◆ **What is required**
Write out the material below again, unchanged.

[START Data supplied]

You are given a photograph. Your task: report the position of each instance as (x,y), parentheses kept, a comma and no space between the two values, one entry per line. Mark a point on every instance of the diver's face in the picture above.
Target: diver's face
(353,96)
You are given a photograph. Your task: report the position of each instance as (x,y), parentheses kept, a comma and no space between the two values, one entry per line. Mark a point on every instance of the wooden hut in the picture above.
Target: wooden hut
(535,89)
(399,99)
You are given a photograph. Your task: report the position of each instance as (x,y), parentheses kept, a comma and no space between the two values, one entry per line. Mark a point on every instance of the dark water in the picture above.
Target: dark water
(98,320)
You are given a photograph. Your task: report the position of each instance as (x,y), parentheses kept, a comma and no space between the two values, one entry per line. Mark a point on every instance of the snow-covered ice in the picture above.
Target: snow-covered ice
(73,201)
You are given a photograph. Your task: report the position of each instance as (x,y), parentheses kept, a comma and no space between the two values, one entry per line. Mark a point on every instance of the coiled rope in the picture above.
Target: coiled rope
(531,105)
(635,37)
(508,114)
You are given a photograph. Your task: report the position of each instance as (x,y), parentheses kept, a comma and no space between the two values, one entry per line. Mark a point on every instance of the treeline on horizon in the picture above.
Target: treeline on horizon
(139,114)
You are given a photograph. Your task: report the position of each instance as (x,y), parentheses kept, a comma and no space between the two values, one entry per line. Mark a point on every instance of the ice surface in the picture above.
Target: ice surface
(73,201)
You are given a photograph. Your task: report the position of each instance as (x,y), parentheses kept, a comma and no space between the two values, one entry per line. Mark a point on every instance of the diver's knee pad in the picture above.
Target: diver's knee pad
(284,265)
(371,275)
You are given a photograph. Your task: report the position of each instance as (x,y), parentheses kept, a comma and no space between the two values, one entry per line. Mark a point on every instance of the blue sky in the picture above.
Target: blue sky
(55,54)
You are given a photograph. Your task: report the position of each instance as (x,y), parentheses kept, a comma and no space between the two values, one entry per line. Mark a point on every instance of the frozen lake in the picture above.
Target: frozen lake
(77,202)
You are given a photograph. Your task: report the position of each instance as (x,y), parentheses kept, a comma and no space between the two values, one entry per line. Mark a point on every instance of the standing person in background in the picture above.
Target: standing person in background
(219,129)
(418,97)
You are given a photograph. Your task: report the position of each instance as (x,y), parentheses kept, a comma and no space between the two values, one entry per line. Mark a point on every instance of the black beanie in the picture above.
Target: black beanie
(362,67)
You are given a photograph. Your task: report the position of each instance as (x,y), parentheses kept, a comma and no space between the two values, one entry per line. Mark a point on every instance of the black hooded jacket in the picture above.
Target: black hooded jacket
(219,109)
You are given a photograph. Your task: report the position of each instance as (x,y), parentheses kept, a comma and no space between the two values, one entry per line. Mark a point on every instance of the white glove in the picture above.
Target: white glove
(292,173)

[END Data supplied]

◆ **Completed task**
You are given a photograph. Your task: report the position of each instance as (x,y), parentheses kept, a comma and no space between the two values, one entry per line. Mark a point on every instance of the diver's face in the picture above.
Target: diver's face
(353,96)
You are given a photograph. Your task: report the position of each instance as (x,y), parentheses kept, a comma and no space between the two values, one entry per line. Mark a point on every instance of the wooden hut in the picture above.
Target: wooden hut
(535,89)
(399,99)
You are given a photograph. Your task: report the position of each instance as (x,y), parentheses kept, a comma and no space between the two values, one entry per line. Mark a point on every instance of the dark water in the picture above.
Target: dark water
(98,320)
You are given a photograph. Your task: report the position of each instance as (x,y), parentheses kept, a comma and no space between the two values, one entry per line. Mark a point on every instance of the snow-covered ice in the picture above.
Target: snow-covered ice
(73,201)
You are given a photograph. Your task: report the position of each instance as (x,y), parentheses kept, a comma and no space between the two values, one entry per line. Mark a point on every instance of the coiled rope in the picture above.
Target: coiled rope
(531,105)
(635,37)
(508,114)
You are given a photograph. Your task: report the position of each instance as (x,y), parentheses kept, a comma and no space between the two values, one entry per line. Mark a point on every instance of the treeline on horizon in the picture above.
Target: treeline on horizon
(139,114)
You are given a photograph. Your task: report the position of each instance as (x,y), parentheses kept, a comma and no space between the two values, one entry per line. Mark a point on every instance of the ice surface in the picture above.
Target: ice surface
(73,201)
You are given a photograph. Your task: report the position of each instance as (x,y), parentheses kept, a comma and no space between the two values, one entry per line. Mark a point on every instance of the diver's knee pad in the picture above.
Target: diver's knee pad
(284,265)
(371,275)
You are given a photograph. Your task: report the position of each instance as (x,y), parentheses kept, a comma and no space between the two values, one entry per line. Mark a point on every instance of the blue sky in the picture above.
Target: blue sky
(55,54)
You are given a photograph. Your task: report the position of each instance as (x,y), parentheses kept, a comma and no space between the two values, one entry per line. Mark a point on every instance of the frozen lake in the picture above.
Target: frozen lake
(77,202)
You are given a photograph. Your task: report the position of each instance as (x,y), parentheses kept, a comma and no space between the two values, one entry per line. Mark a point on every instance of the standing person in background in the picture above.
Target: standing person in background
(219,129)
(418,97)
You are given a photograph. Your task: report the position of each instance as (x,y), parentheses kept, a comma and no space between the two values, one entry per line. Mark a point on every instance of the black beanie in the picture above.
Target: black beanie
(362,67)
You are given a photograph. Your task: report the position of each instance as (x,y), parentheses kept, a comma and no space between the two values, one entry per line. Mark a point on every instance of the black hooded jacket in the picture above.
Target: black hooded jacket
(219,109)
You are given a photograph. Your task: report the position of each instance as (x,y), parentheses kept, a comma and no space between the two values, one entry per line. Mark a point on every instance of the white glove in the picture above.
Target: white glove
(292,173)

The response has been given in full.